*Exercise requirements:* Pick out every line in the rows below that contains the string "pattern", with case counting, and copy each of those lines.

*A run of records:*
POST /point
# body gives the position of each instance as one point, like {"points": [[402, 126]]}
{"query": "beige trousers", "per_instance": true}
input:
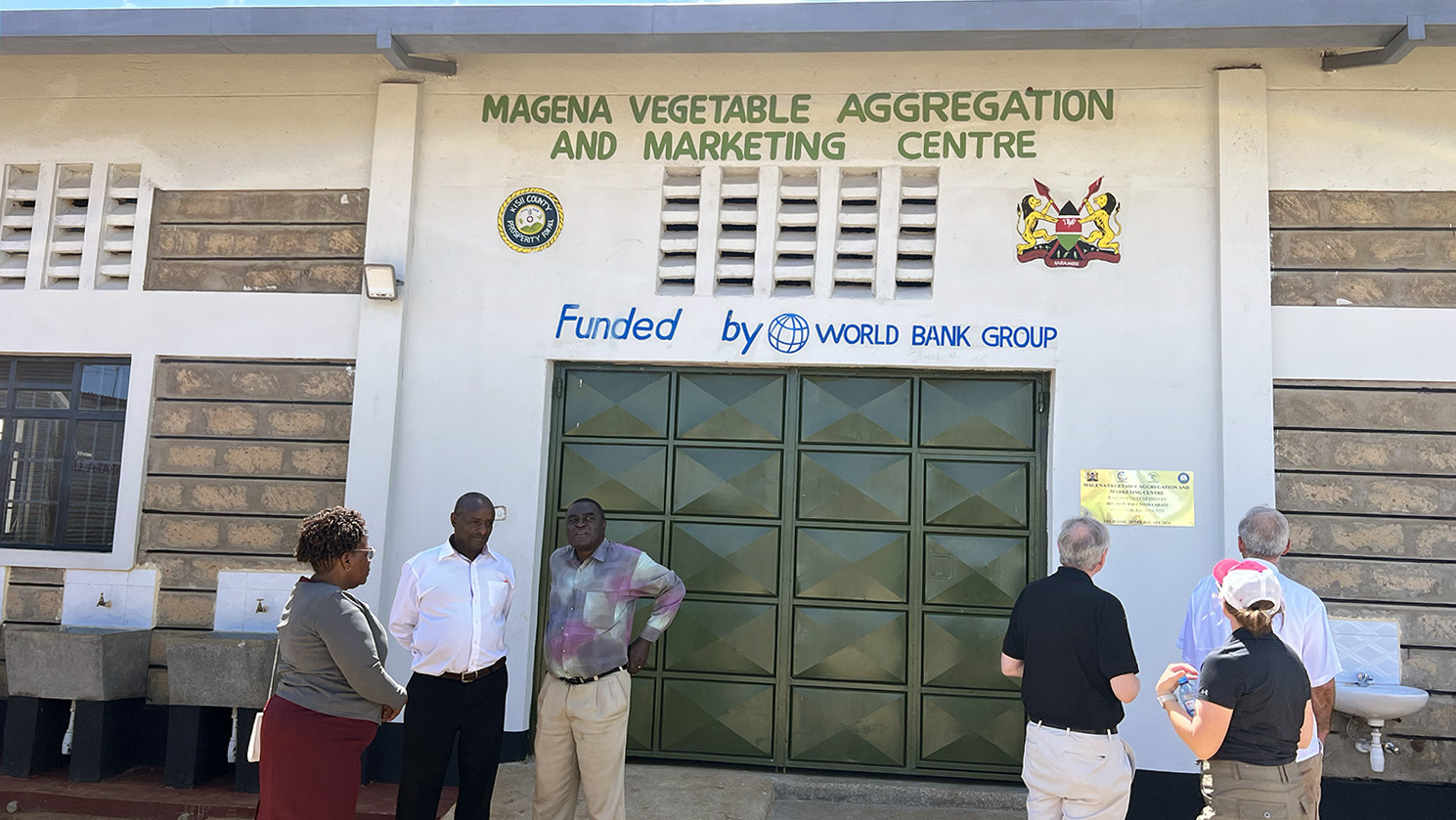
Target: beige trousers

* * *

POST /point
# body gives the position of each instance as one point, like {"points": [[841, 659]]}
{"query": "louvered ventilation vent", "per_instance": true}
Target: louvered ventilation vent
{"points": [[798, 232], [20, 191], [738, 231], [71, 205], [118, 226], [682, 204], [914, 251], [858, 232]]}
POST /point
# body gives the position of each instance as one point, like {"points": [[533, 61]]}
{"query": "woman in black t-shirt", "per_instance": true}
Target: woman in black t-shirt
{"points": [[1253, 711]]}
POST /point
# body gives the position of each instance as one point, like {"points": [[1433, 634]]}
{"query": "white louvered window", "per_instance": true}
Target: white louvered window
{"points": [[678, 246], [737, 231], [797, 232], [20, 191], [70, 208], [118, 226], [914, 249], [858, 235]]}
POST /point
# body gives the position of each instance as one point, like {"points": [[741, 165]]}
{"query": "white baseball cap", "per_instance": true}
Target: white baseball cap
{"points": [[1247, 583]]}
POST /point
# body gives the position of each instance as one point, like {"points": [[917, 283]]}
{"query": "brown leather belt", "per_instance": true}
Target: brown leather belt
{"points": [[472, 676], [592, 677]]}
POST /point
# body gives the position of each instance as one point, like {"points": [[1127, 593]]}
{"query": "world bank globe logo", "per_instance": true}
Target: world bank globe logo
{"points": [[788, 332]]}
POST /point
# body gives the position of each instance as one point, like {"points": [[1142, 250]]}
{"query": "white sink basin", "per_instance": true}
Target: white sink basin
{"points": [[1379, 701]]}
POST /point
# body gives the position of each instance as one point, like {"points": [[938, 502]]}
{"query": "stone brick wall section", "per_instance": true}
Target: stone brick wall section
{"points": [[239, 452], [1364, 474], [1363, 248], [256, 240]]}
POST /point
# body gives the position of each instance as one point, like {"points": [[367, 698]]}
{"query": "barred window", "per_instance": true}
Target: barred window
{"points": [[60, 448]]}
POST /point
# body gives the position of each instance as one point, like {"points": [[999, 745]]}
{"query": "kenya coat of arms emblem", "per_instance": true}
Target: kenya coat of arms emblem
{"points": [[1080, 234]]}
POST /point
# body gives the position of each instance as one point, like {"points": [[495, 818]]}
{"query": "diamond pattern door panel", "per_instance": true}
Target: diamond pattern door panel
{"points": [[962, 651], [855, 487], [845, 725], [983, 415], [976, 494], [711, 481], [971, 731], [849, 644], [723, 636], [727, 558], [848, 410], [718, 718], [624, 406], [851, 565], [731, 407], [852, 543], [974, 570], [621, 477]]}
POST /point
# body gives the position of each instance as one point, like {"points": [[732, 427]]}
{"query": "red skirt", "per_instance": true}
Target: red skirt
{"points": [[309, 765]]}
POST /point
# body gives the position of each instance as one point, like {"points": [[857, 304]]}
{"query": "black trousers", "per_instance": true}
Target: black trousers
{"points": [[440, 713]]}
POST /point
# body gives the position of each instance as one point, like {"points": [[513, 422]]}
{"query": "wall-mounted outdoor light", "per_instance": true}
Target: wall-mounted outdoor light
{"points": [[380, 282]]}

*Full answer:*
{"query": "diamond pattern door panel", "per_instance": true}
Target: diamond pattern door panel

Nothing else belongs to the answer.